THE TASK: From the data below, extract every line that contains the string "wheel", matching case exactly.

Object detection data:
— start —
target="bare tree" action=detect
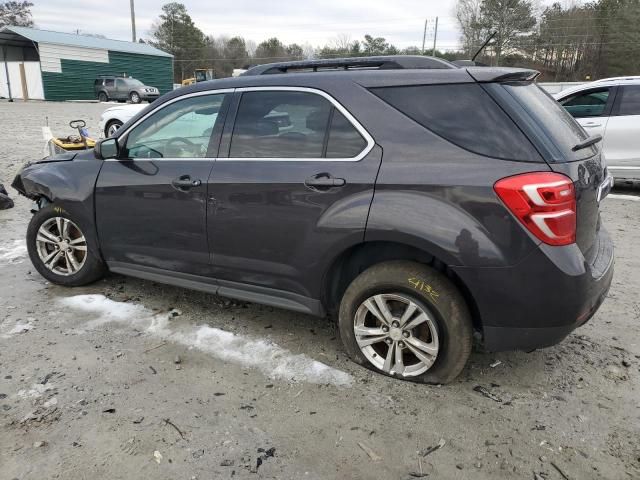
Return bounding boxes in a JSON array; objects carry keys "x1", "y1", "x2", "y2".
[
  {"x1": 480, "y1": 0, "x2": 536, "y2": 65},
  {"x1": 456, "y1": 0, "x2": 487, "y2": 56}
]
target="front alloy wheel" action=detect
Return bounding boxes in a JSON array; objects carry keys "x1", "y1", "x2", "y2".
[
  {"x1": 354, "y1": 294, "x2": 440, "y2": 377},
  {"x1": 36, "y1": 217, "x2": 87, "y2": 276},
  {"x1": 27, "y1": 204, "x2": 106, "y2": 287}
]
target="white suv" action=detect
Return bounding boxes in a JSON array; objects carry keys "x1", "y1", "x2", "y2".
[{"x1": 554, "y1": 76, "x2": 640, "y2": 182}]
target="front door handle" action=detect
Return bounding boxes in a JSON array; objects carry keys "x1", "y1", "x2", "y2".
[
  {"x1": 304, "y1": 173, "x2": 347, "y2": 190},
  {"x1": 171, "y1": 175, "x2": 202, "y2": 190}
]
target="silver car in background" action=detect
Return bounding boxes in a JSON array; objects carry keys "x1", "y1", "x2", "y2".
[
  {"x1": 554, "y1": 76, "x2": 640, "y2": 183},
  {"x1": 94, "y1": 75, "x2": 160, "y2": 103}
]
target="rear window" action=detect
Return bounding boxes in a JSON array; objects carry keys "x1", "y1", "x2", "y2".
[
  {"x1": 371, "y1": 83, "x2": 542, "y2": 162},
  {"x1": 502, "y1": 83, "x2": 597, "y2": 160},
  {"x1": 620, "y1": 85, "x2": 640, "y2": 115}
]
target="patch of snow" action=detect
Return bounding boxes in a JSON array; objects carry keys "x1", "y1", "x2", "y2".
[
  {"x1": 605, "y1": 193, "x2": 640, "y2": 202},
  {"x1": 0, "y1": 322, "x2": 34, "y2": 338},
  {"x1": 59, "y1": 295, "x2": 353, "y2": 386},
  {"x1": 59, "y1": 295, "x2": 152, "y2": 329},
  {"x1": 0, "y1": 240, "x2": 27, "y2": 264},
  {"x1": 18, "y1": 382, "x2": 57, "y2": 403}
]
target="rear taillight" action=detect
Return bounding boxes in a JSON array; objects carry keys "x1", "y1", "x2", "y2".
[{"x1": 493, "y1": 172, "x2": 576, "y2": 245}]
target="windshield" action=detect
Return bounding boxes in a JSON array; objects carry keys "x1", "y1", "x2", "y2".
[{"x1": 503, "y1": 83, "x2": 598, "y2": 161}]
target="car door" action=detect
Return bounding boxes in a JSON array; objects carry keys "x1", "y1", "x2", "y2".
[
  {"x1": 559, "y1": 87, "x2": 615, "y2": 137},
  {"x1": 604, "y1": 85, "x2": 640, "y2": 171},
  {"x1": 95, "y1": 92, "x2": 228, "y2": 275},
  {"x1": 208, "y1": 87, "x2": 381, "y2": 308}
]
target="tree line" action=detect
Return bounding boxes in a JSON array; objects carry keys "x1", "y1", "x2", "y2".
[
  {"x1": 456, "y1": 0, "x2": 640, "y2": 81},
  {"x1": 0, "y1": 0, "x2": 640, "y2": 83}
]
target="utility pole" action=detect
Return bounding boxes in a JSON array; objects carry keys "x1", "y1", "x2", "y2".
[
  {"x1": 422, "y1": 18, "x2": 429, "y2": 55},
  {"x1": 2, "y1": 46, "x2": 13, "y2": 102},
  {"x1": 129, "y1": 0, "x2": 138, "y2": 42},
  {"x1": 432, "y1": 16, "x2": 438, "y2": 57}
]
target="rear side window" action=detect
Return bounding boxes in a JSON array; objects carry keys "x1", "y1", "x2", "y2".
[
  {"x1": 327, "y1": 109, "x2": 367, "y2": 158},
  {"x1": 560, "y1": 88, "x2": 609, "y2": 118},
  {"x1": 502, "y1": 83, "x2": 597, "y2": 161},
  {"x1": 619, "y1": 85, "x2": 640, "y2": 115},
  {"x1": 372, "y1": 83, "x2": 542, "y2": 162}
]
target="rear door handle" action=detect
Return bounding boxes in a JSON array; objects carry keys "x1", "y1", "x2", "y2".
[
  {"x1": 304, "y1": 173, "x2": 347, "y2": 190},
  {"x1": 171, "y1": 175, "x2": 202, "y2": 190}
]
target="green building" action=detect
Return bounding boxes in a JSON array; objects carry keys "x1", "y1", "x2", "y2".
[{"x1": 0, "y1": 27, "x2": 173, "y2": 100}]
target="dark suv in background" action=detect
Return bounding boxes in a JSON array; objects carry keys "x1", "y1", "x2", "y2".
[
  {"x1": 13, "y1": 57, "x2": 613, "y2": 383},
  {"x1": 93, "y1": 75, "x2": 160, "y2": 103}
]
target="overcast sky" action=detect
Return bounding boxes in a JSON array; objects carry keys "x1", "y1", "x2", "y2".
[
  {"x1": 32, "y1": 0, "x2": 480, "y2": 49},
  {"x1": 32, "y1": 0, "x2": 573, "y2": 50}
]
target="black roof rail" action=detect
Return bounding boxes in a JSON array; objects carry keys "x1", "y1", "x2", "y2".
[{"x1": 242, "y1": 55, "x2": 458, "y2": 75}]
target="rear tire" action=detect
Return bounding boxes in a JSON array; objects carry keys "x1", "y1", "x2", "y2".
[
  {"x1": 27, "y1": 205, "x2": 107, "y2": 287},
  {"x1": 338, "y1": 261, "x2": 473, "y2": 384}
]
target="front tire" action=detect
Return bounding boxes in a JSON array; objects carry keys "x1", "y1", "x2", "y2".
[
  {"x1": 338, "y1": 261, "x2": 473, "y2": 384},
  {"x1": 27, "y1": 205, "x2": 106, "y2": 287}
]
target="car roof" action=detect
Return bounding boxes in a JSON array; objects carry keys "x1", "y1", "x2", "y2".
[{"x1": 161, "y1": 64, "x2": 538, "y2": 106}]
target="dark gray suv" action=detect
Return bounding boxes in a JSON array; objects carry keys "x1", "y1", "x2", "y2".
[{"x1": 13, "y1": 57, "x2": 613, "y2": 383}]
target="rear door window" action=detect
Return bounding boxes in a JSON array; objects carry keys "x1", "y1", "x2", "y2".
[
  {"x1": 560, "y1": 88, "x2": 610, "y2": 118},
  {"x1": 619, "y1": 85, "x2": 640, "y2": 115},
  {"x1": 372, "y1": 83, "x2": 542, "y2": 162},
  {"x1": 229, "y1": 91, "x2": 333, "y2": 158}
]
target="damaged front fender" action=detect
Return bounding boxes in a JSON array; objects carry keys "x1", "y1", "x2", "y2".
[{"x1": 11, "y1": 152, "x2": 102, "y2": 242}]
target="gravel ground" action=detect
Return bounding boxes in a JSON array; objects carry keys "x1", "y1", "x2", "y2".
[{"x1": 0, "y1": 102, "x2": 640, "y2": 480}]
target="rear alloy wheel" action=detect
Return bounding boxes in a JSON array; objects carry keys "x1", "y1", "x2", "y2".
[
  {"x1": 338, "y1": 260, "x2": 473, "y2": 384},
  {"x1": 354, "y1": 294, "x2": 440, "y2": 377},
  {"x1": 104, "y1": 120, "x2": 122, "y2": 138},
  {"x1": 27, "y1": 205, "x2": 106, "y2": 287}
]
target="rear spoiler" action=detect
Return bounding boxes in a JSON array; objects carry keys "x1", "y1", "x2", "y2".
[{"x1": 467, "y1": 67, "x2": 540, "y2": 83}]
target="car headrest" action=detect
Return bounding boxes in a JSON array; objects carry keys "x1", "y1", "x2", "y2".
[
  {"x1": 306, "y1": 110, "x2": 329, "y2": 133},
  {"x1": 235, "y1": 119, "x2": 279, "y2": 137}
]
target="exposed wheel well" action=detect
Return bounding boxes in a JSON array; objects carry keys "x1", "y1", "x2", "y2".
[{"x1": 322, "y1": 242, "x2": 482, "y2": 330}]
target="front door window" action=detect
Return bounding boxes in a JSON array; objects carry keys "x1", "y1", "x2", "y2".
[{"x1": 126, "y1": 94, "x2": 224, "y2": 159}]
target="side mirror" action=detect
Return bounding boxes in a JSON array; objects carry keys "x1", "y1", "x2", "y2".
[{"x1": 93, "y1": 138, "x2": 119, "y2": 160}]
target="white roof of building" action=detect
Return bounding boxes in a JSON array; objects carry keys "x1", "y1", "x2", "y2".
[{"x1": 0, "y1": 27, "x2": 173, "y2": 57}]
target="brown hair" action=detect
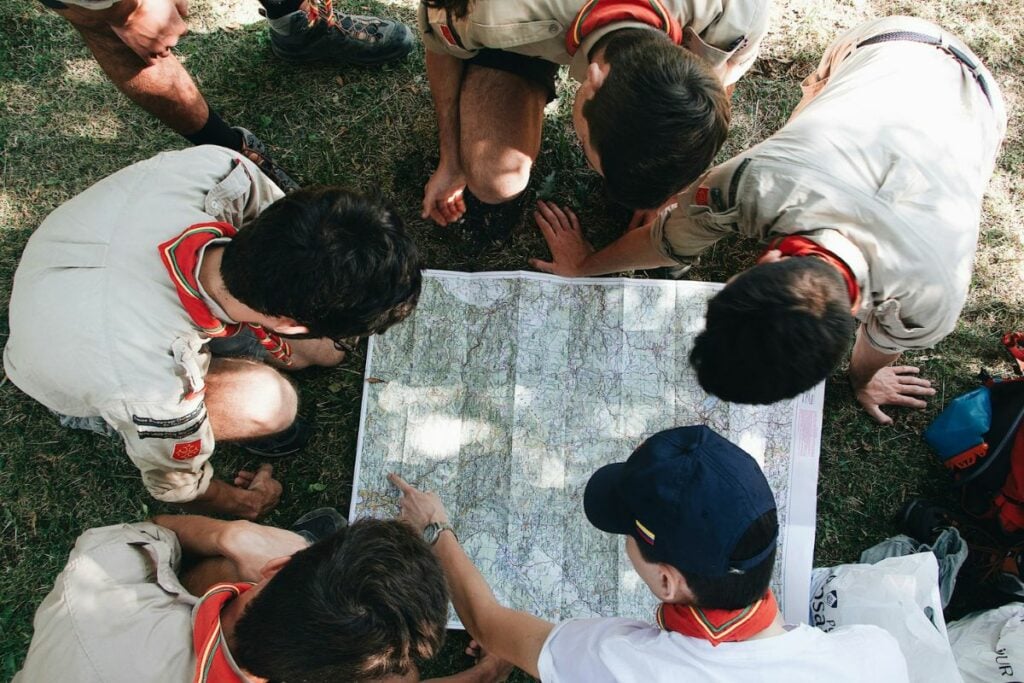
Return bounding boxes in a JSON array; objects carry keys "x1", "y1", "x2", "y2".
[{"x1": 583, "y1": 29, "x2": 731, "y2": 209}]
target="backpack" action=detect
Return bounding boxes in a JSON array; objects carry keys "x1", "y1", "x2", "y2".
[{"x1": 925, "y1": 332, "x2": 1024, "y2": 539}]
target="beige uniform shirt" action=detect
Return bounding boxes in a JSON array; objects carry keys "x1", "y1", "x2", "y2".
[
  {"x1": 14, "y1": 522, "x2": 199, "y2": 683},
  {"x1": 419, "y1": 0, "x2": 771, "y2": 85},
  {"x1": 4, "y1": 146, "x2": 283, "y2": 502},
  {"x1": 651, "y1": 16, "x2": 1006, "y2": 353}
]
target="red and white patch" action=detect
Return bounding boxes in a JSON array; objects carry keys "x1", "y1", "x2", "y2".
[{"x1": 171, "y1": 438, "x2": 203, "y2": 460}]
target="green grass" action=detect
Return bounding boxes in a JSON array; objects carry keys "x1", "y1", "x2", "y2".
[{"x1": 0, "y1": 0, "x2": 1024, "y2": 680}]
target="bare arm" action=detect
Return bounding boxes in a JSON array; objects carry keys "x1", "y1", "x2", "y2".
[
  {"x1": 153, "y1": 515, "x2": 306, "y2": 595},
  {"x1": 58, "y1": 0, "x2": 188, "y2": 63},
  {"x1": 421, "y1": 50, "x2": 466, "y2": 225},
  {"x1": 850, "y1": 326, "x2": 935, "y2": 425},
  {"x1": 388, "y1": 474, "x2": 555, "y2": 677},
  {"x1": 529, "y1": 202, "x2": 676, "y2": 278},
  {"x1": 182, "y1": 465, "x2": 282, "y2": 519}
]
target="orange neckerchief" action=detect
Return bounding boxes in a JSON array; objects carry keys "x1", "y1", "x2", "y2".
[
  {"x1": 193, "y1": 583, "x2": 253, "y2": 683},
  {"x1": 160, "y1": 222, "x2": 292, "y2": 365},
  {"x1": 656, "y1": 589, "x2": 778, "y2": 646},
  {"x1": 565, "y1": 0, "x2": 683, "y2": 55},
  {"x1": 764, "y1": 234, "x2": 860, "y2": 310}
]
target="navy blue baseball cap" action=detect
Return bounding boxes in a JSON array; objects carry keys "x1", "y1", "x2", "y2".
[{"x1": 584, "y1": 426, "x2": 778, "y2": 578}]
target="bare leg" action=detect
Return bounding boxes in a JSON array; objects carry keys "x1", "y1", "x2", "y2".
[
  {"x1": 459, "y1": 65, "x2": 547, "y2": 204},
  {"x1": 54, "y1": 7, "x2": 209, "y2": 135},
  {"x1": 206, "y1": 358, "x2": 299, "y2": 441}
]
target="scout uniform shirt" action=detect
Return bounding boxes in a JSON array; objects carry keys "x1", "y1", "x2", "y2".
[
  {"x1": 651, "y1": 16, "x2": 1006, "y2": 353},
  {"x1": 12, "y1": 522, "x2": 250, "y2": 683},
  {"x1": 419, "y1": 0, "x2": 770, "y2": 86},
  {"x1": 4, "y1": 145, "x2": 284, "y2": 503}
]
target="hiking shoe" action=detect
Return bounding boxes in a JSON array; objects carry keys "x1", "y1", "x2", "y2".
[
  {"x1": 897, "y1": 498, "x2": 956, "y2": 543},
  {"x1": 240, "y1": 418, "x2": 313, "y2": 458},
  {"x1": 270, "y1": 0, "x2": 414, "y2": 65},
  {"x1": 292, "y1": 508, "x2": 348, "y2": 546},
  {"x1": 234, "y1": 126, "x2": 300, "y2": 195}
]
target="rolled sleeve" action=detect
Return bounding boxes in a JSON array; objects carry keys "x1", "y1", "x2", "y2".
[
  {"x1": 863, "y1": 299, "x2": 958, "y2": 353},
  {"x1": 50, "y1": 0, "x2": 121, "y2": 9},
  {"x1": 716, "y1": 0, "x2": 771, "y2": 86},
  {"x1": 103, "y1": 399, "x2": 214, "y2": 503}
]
— end —
SOLUTION TO THE PROBLEM:
target="front alloy wheel" action=detect
target="rear alloy wheel" action=detect
target="exposed wheel well" action=detect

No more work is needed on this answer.